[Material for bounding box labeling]
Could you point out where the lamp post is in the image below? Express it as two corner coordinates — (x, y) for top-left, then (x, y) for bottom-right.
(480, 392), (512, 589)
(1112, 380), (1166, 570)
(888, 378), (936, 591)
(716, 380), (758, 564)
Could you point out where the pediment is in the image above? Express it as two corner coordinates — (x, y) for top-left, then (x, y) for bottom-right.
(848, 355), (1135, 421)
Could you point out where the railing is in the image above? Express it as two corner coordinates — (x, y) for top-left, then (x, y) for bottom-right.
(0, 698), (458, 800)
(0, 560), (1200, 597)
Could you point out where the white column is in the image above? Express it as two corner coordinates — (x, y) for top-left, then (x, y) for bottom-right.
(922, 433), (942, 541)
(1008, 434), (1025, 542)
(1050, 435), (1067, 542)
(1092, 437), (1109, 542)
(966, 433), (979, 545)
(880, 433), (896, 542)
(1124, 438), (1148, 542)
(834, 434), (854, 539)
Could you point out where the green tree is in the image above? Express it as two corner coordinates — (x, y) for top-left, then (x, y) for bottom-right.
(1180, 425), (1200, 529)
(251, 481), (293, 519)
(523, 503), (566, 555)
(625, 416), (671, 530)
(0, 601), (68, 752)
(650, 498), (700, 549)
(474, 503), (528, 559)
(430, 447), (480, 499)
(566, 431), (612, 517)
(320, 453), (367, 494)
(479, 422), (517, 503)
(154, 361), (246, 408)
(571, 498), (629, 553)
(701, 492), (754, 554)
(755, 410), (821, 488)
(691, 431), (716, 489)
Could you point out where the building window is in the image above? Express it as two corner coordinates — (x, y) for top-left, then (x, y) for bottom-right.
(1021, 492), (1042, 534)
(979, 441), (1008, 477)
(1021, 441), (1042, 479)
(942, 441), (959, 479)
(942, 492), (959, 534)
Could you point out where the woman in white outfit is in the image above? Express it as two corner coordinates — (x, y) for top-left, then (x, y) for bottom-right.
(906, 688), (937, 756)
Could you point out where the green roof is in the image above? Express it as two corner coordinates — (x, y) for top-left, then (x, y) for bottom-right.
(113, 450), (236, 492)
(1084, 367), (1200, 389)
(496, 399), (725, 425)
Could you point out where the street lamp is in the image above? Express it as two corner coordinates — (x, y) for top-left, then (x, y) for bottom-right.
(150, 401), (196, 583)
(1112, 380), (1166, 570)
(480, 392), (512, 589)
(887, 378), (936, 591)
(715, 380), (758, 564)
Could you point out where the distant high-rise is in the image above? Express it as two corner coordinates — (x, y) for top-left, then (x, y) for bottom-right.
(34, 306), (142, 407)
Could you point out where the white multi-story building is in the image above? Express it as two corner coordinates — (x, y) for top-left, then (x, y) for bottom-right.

◆ **What you are asked to do**: Copy the material from its beginning through the line containing "(0, 560), (1200, 597)", both ends included, keeping the requests as they are. In the answers, multiply each coordinate by 1.55 and round to a whole number, with halves rounded up.

◆ **Result of this task**:
Could you point out where the lamp post is in the image below? Express it as two corner coordinates — (x, y) for top-left, then (x, y) for bottom-right.
(744, 608), (794, 913)
(1724, 589), (1807, 884)
(1376, 586), (1451, 916)
(1110, 589), (1175, 874)
Could you point out where the pediment is in the image above? Express it as two corner coordinates — (x, y) for top-left, then (x, y) for bottom-right.
(1314, 550), (1759, 653)
Could you point out where the railing is in the image above? Express it as two corner coordinates — (x, y) for top-left, then (x, y) for bottom-right.
(0, 1082), (710, 1240)
(0, 868), (1860, 925)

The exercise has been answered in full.